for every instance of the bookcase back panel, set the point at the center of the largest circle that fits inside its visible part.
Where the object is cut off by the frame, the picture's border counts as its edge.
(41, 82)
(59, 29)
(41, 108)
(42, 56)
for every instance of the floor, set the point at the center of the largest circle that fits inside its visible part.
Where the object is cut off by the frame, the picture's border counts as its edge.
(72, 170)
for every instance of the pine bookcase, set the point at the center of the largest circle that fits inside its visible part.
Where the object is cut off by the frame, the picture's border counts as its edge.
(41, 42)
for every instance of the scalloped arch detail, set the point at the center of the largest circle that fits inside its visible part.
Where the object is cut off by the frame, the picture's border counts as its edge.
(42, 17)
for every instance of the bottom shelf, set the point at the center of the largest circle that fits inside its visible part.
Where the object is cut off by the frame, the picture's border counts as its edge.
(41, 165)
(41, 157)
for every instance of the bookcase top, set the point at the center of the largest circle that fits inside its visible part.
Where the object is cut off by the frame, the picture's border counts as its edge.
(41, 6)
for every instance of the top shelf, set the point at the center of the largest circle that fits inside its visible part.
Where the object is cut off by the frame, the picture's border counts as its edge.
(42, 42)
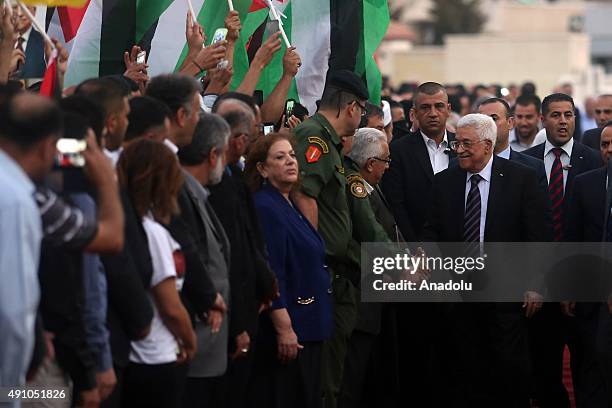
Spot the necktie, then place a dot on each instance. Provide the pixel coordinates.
(609, 228)
(471, 224)
(20, 42)
(555, 192)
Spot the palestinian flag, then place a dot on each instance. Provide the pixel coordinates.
(110, 27)
(63, 23)
(328, 34)
(50, 86)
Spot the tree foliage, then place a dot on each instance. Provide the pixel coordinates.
(456, 17)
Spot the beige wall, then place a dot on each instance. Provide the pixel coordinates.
(512, 17)
(545, 59)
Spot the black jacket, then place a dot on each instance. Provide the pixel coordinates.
(582, 160)
(128, 277)
(515, 210)
(407, 184)
(251, 279)
(592, 138)
(587, 200)
(199, 292)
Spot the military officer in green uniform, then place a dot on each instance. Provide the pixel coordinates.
(368, 151)
(322, 199)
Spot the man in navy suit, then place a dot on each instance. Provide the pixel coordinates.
(416, 158)
(603, 114)
(407, 184)
(31, 43)
(563, 159)
(487, 199)
(586, 222)
(499, 110)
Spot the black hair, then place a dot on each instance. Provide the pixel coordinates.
(27, 125)
(528, 88)
(236, 95)
(108, 92)
(556, 97)
(498, 100)
(429, 88)
(528, 99)
(145, 114)
(75, 126)
(174, 90)
(88, 109)
(299, 111)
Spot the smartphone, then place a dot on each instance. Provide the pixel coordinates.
(272, 27)
(268, 128)
(289, 110)
(219, 35)
(70, 153)
(258, 96)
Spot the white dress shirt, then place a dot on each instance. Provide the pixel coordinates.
(505, 153)
(483, 187)
(369, 188)
(113, 155)
(549, 159)
(438, 155)
(171, 145)
(26, 38)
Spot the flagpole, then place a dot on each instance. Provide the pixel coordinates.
(193, 16)
(280, 23)
(35, 24)
(9, 8)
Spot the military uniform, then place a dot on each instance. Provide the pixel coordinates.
(361, 344)
(319, 152)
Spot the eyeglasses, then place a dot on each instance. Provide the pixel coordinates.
(386, 161)
(467, 145)
(362, 107)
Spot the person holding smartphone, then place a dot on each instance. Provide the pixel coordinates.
(151, 174)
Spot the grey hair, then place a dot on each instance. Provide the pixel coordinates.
(366, 144)
(483, 125)
(212, 131)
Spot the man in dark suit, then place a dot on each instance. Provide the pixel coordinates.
(31, 43)
(364, 166)
(563, 159)
(415, 158)
(250, 275)
(203, 161)
(586, 222)
(487, 199)
(603, 114)
(499, 110)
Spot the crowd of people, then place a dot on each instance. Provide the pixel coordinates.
(159, 249)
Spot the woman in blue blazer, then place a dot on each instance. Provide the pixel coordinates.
(292, 332)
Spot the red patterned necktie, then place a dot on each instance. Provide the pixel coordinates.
(20, 42)
(555, 192)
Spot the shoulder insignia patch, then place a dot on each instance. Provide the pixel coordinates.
(313, 153)
(318, 141)
(358, 189)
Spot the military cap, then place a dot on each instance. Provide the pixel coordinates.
(348, 81)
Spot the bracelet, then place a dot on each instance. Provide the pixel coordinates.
(197, 65)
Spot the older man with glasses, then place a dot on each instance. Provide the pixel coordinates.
(365, 164)
(485, 190)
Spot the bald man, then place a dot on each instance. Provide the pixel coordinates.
(603, 114)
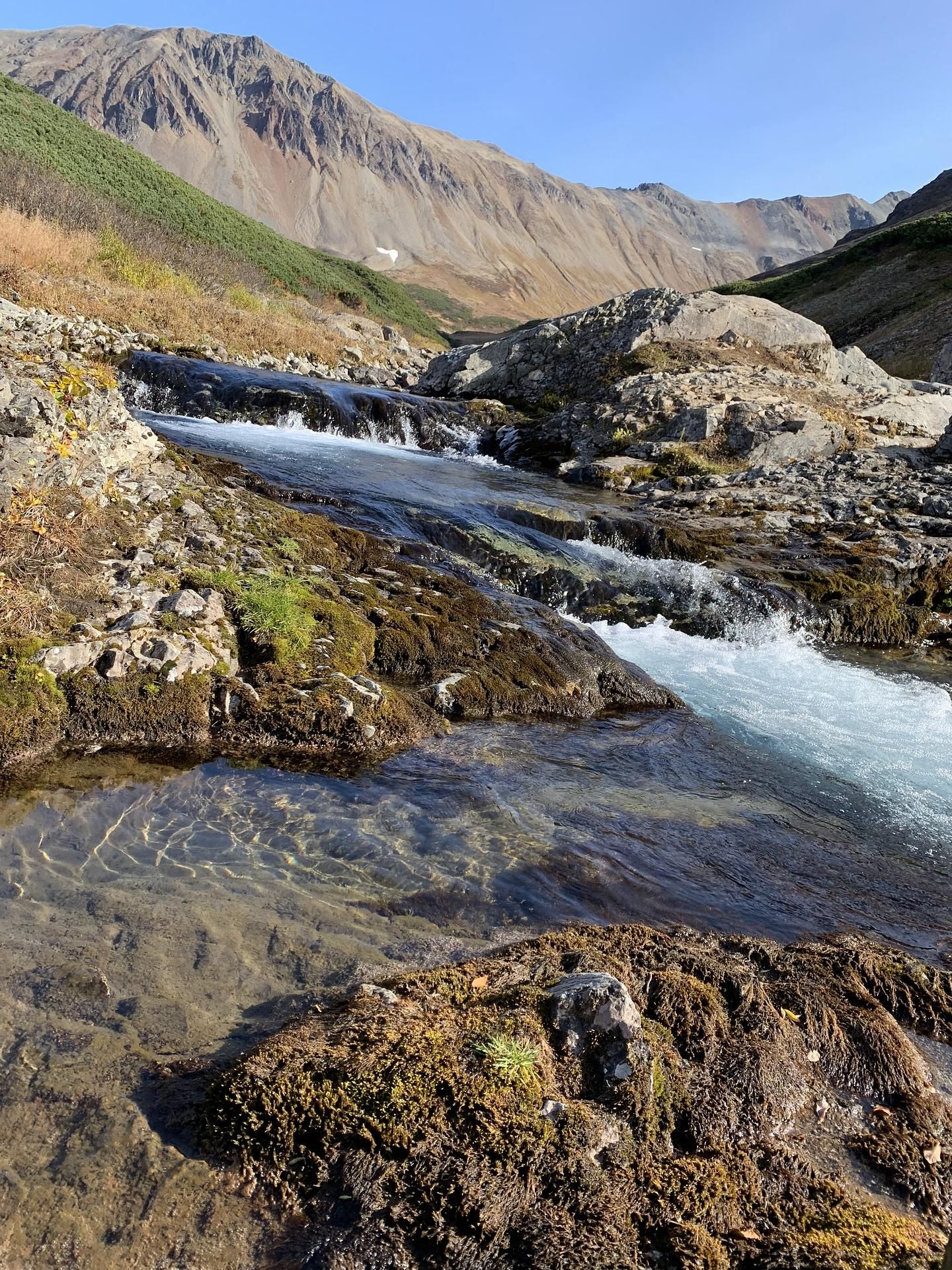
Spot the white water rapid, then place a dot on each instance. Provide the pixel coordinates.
(890, 734)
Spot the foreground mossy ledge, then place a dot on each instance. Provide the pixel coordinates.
(771, 1107)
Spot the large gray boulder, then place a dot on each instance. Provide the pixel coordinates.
(576, 355)
(770, 437)
(594, 1017)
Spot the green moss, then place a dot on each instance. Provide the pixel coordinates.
(869, 611)
(352, 633)
(31, 702)
(38, 131)
(444, 1165)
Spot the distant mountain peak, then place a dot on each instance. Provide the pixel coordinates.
(302, 153)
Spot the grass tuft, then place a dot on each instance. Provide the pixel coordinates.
(510, 1060)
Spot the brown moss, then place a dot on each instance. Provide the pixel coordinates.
(141, 706)
(391, 1134)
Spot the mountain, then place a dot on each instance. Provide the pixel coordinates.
(888, 290)
(307, 157)
(60, 159)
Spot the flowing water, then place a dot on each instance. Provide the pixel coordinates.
(160, 907)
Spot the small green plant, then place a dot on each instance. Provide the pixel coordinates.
(687, 460)
(290, 549)
(273, 610)
(124, 265)
(510, 1060)
(240, 298)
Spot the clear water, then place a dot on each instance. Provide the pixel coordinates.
(215, 900)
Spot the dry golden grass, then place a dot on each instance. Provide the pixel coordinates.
(79, 272)
(22, 610)
(50, 546)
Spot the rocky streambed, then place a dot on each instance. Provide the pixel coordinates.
(325, 577)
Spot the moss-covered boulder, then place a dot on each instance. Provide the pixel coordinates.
(779, 1111)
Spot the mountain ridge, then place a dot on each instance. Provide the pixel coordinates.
(306, 155)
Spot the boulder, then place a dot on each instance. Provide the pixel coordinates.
(942, 451)
(70, 657)
(776, 436)
(594, 1017)
(571, 356)
(858, 371)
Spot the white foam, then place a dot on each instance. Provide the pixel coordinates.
(889, 734)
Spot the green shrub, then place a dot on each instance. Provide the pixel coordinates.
(36, 128)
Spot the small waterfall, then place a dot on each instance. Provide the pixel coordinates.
(216, 390)
(889, 734)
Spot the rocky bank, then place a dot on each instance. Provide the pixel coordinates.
(801, 466)
(149, 597)
(614, 1097)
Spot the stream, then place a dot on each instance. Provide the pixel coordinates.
(804, 793)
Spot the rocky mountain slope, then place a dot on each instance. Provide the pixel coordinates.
(888, 290)
(303, 154)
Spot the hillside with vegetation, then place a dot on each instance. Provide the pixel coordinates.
(889, 291)
(163, 230)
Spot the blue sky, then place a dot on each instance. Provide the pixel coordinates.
(723, 101)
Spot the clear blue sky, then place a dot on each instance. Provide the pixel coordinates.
(723, 99)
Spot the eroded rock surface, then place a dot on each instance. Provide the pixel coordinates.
(779, 1109)
(151, 599)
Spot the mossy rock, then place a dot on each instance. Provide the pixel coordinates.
(386, 1128)
(141, 708)
(31, 704)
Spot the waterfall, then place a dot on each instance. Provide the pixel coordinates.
(890, 734)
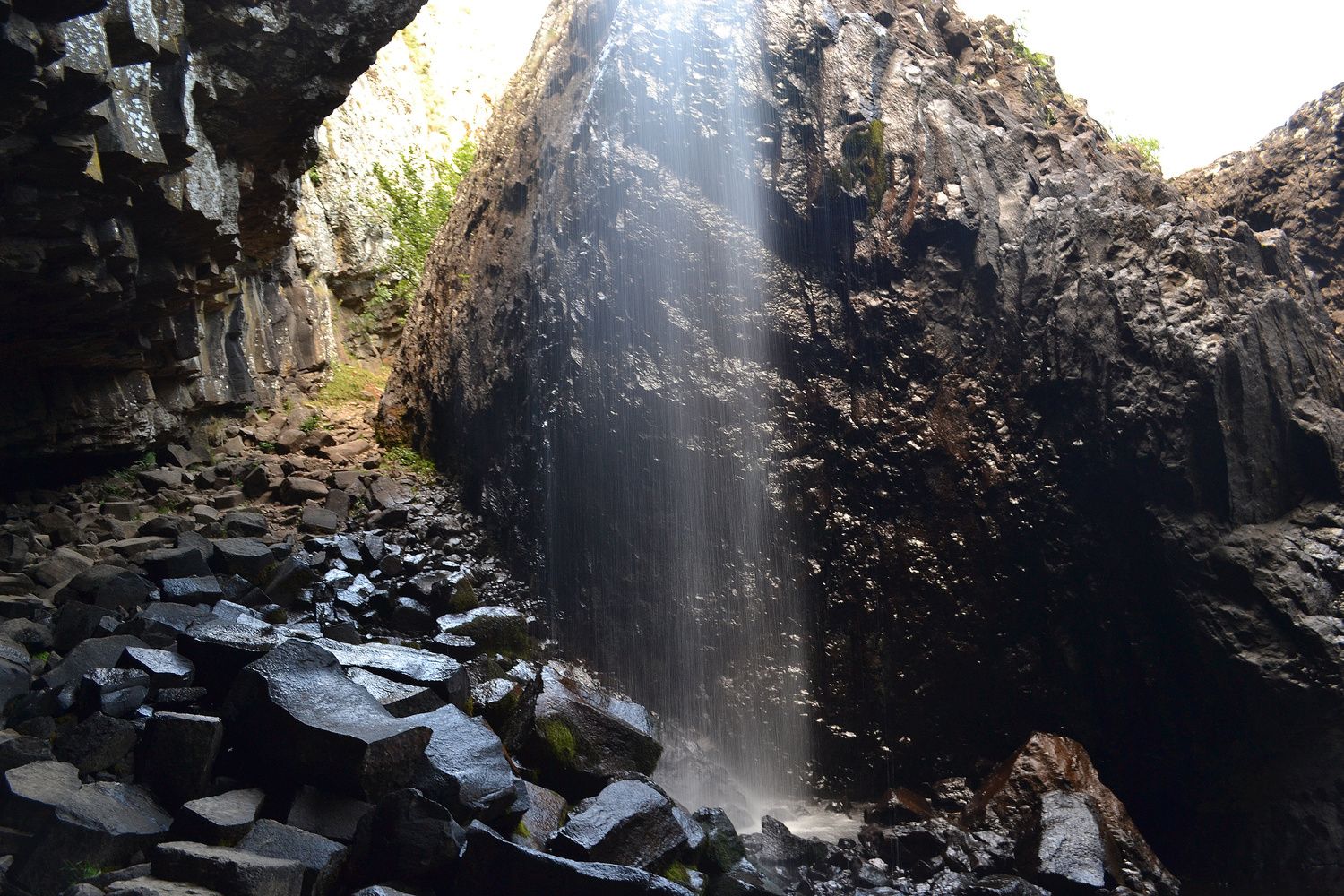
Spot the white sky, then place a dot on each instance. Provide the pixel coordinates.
(1203, 77)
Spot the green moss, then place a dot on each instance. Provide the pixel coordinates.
(464, 598)
(406, 460)
(349, 384)
(559, 742)
(866, 161)
(1147, 148)
(677, 874)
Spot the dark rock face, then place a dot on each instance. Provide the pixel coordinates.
(1062, 452)
(1292, 180)
(150, 156)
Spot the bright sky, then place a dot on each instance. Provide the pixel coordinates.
(1203, 77)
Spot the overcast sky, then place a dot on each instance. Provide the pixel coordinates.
(1204, 77)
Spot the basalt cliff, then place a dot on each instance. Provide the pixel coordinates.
(1056, 447)
(150, 160)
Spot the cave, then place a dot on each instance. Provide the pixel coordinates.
(640, 446)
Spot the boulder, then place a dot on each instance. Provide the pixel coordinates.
(500, 629)
(406, 837)
(444, 675)
(1011, 801)
(1069, 852)
(494, 866)
(545, 815)
(104, 823)
(94, 745)
(325, 813)
(177, 756)
(222, 820)
(249, 557)
(298, 718)
(175, 563)
(580, 737)
(628, 823)
(465, 767)
(398, 697)
(323, 860)
(228, 871)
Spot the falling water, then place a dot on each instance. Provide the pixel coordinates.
(668, 551)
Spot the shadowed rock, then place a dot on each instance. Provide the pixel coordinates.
(300, 719)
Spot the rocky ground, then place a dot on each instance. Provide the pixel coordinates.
(287, 661)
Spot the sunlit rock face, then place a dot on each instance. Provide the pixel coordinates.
(1292, 180)
(1046, 446)
(148, 164)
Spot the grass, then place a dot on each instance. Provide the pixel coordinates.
(1148, 148)
(349, 384)
(406, 460)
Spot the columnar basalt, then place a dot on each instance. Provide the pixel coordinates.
(1292, 180)
(148, 164)
(1061, 450)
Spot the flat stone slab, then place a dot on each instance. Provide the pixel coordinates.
(303, 720)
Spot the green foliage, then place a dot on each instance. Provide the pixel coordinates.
(416, 199)
(677, 874)
(1018, 34)
(406, 460)
(1148, 148)
(559, 742)
(349, 384)
(865, 161)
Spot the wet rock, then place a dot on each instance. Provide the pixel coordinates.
(406, 837)
(19, 750)
(628, 823)
(500, 629)
(220, 821)
(94, 745)
(723, 849)
(175, 563)
(166, 669)
(104, 823)
(344, 740)
(322, 858)
(1070, 853)
(400, 699)
(220, 649)
(580, 737)
(545, 815)
(443, 675)
(780, 847)
(320, 520)
(245, 522)
(110, 589)
(228, 871)
(328, 814)
(495, 866)
(1011, 799)
(177, 758)
(465, 767)
(202, 589)
(249, 557)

----------

__Exercise directions__. Rename "small waterfall" to "cascade" throughout the part of the material that opens with the line containing "Spot the mountain ridge, then" and closes with the line containing "(614, 1097)". Give back only those lines, with everything else left as it is.

__Result for this task__.
Spot the mountain ridge, then place a dot on each instance. Provide the pixel coordinates.
(306, 155)
Spot the boulder, then place a dot on each instance. Provide the pixel coordinates.
(942, 451)
(70, 657)
(776, 436)
(594, 1017)
(571, 356)
(858, 371)
Spot the white foam, then place a dot on each instance. Provide the pixel coordinates.
(889, 734)
Spot the green shrub, then place a dot on each instance. Provide the pixel coordinates.
(36, 128)
Spot the cascade, then place a dot on each instance. Provide the pixel coordinates.
(216, 390)
(889, 734)
Spot the rocky bank, then place a dot on each instance. Provide the pixel coordinates.
(801, 466)
(149, 597)
(614, 1097)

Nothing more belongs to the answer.